Task to carry out
In the entries below, replace "top-left corner" with "upper-left corner" and reproduce the lines from the start of the entries through the line containing "M588 374L591 372L591", inclusive, leaving everything else unchanged. Leave the pictures out of your answer.

━━ Records shown ━━

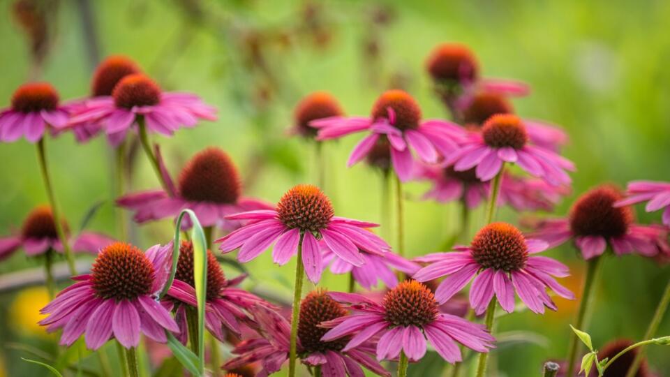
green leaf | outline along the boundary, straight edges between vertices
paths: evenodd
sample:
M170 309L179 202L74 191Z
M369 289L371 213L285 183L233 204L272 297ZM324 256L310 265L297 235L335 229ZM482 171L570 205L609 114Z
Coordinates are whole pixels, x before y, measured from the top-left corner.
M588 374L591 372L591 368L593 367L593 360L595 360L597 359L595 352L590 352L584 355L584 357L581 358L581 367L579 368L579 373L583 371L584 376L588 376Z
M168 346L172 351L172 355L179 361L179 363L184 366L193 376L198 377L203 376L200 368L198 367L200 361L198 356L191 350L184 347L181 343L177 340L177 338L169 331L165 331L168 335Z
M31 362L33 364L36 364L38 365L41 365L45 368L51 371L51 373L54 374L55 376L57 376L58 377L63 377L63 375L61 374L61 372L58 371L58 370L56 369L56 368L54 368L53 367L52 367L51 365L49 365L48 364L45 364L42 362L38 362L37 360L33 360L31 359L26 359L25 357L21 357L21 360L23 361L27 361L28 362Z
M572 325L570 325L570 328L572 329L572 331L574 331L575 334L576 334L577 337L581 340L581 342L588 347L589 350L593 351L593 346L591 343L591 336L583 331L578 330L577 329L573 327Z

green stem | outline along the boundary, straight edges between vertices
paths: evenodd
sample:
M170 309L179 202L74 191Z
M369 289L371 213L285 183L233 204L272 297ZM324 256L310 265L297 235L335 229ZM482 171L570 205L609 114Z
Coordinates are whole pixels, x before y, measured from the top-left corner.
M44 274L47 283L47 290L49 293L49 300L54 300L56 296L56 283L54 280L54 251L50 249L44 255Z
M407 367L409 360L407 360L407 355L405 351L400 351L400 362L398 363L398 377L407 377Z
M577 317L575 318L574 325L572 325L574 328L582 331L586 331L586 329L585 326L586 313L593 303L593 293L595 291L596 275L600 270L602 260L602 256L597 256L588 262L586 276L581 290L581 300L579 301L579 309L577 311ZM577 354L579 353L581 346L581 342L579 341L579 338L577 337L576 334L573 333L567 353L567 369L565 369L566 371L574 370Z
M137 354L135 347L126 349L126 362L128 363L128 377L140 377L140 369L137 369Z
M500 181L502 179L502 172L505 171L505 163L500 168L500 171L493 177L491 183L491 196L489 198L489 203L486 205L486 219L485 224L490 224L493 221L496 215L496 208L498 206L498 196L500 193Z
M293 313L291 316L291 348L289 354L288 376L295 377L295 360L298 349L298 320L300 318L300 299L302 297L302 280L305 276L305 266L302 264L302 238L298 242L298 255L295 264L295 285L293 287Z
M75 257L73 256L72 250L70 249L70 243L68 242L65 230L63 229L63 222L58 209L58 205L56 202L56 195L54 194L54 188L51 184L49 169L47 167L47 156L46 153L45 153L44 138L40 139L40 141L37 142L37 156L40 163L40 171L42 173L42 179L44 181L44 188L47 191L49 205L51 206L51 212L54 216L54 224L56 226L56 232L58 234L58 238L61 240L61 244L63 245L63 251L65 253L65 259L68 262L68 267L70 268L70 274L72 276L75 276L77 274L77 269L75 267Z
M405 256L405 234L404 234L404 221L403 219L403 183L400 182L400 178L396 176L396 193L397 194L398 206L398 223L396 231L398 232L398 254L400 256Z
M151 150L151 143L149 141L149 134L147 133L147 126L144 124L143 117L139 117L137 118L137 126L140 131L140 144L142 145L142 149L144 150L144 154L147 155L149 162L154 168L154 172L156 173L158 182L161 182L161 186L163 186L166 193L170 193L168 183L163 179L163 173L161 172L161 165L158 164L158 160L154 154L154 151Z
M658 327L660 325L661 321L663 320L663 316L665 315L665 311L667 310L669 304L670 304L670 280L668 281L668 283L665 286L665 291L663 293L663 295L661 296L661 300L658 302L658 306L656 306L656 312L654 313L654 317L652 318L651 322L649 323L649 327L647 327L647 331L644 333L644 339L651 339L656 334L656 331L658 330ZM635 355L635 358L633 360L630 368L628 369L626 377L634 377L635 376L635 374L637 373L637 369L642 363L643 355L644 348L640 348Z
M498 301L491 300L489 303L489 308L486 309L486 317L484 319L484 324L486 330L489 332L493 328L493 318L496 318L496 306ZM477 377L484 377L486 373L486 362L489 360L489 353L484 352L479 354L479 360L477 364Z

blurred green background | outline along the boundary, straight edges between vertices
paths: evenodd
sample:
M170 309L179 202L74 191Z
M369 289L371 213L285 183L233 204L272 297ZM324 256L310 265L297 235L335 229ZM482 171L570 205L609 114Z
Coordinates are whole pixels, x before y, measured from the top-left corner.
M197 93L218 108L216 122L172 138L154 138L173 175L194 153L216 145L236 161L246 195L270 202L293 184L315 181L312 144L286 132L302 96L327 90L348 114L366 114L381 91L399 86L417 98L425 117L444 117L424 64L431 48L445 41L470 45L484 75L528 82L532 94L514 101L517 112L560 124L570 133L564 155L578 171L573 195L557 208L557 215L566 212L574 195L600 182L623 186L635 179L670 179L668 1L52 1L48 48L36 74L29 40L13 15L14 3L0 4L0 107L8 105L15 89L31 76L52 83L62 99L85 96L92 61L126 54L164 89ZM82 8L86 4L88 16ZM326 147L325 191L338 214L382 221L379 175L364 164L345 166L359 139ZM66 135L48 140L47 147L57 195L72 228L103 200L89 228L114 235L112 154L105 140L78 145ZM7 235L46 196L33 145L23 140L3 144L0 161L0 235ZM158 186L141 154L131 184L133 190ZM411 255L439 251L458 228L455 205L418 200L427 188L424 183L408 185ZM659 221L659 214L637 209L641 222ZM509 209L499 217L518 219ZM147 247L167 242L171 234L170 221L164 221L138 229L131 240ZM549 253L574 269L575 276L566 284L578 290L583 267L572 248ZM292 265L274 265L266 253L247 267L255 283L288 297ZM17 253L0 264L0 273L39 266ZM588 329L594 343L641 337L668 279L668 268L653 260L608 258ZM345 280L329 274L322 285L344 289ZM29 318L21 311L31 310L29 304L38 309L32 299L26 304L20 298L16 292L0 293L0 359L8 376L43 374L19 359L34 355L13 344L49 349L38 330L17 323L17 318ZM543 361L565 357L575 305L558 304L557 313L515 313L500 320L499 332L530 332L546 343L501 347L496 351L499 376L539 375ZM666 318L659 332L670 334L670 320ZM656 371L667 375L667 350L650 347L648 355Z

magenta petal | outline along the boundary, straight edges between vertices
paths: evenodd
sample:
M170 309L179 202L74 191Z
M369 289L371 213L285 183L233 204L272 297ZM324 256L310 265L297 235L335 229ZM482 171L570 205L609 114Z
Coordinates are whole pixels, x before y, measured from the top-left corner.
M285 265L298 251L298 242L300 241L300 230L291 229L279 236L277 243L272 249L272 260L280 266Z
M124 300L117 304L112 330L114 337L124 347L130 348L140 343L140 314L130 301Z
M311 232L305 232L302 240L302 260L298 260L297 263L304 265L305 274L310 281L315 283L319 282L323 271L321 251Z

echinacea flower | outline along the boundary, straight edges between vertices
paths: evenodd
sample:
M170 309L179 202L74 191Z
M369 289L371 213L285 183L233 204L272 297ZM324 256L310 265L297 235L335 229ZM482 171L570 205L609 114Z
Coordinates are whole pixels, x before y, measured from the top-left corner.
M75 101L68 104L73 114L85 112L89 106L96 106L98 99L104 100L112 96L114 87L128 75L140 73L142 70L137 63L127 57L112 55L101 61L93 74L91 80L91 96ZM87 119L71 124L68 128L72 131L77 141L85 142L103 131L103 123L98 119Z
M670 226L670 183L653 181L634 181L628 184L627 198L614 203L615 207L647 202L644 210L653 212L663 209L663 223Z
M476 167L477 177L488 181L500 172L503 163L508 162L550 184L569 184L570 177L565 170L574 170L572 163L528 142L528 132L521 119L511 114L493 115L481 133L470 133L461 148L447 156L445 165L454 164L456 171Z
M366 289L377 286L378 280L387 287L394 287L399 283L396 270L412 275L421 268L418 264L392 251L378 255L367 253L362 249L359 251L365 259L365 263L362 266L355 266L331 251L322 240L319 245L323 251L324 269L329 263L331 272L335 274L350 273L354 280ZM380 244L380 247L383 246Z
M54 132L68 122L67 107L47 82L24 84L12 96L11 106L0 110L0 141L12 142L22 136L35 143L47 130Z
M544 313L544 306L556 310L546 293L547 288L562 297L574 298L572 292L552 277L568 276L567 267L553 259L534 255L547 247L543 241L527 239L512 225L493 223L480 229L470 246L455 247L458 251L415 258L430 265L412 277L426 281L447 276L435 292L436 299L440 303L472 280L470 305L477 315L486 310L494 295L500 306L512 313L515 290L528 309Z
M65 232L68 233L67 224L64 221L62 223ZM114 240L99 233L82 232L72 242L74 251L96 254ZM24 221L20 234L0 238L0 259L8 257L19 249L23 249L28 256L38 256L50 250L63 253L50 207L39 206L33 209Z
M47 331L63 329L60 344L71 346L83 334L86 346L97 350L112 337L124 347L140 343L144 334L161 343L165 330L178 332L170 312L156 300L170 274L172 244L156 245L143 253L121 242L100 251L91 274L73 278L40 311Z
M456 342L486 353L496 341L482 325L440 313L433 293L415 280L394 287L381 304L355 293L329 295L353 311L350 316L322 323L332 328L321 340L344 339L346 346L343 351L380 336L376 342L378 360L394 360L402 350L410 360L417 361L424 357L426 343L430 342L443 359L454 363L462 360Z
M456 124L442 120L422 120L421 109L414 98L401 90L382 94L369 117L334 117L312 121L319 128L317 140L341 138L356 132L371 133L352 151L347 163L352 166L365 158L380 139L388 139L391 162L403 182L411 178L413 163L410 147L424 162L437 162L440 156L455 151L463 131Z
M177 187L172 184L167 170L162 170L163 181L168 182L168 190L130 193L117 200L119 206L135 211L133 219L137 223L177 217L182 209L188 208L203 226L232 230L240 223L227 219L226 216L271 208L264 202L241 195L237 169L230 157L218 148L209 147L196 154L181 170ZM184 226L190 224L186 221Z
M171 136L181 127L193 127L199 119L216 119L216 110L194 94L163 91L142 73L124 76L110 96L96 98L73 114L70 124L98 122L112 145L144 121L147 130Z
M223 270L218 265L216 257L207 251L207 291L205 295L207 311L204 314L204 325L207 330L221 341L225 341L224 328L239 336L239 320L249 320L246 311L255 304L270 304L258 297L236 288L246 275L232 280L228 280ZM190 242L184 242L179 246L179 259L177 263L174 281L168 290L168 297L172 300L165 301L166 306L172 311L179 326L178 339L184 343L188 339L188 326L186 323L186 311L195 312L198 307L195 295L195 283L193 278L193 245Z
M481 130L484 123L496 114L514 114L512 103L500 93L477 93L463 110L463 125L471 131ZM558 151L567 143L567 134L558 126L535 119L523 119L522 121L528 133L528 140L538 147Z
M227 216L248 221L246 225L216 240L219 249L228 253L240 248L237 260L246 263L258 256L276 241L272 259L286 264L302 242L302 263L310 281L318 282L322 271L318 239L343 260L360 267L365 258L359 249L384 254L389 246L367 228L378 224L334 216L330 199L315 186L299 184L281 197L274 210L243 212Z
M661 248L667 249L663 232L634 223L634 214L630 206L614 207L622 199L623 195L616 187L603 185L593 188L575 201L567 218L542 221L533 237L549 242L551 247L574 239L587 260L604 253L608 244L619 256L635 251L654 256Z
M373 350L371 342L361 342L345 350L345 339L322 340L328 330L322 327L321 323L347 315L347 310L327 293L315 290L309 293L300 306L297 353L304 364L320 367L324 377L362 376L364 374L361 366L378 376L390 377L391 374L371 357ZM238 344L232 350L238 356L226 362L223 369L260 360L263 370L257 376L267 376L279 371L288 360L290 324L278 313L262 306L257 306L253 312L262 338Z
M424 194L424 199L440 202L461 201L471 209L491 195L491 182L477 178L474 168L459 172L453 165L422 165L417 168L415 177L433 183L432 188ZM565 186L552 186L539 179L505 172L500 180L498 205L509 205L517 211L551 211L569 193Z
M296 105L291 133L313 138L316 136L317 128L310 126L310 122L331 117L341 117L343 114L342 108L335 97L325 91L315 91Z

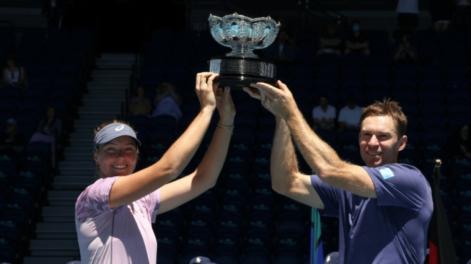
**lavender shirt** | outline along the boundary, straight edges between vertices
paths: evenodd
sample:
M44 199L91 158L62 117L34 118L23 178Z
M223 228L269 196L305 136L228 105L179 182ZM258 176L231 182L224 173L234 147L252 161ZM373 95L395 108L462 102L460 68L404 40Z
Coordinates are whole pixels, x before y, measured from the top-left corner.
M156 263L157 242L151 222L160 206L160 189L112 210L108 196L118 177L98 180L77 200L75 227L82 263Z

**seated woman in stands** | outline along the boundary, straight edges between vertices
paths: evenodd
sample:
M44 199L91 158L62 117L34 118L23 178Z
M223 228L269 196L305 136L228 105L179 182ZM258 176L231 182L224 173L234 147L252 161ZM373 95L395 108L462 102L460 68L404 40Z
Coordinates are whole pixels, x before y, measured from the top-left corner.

━━━

The solution
green leaf | outline along the boundary, straight edges between vertices
paths: evenodd
sample:
M170 309L179 202L74 191Z
M369 289L371 213L285 183L233 204L272 297ZM324 256L310 265L297 235L335 229ZM482 171L570 205L609 114Z
Coordinates are whole pixels, x before y, measured from the upper-left corner.
M588 374L591 372L591 368L593 367L593 360L595 360L597 359L595 352L590 352L584 355L584 357L581 358L581 367L579 368L579 373L583 371L584 376L588 376Z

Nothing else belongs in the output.